TASK: Of all the entries below, only the lines from the one with "Target: blue sky" up to and including the one with "Annotation guideline. For every instance of the potted" are to be duplicated exactly.

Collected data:
++++++++
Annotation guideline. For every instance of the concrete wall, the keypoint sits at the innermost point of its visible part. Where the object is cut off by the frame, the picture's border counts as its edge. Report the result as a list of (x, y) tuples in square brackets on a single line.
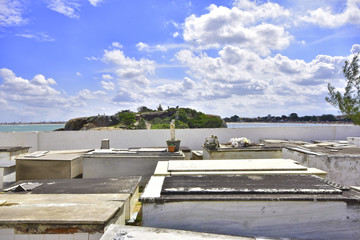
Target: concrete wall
[(192, 138), (341, 169), (277, 219)]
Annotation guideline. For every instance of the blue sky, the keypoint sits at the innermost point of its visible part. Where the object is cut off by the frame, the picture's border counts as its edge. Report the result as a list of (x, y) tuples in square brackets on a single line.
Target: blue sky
[(61, 59)]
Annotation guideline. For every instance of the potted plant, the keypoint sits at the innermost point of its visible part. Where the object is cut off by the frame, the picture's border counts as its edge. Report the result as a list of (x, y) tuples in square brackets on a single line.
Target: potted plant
[(173, 143), (171, 147)]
++++++++
EXERCISE RESPONSE:
Target: blue sky
[(61, 59)]
Annotation guideline. For every instance of the potted plant, the keypoint sits at the innermost point of its visible part. Where the object is cut off by the frame, the picture's border counts as its edge. Report the result as a list of (x, y) tuples in square brackets on a single line.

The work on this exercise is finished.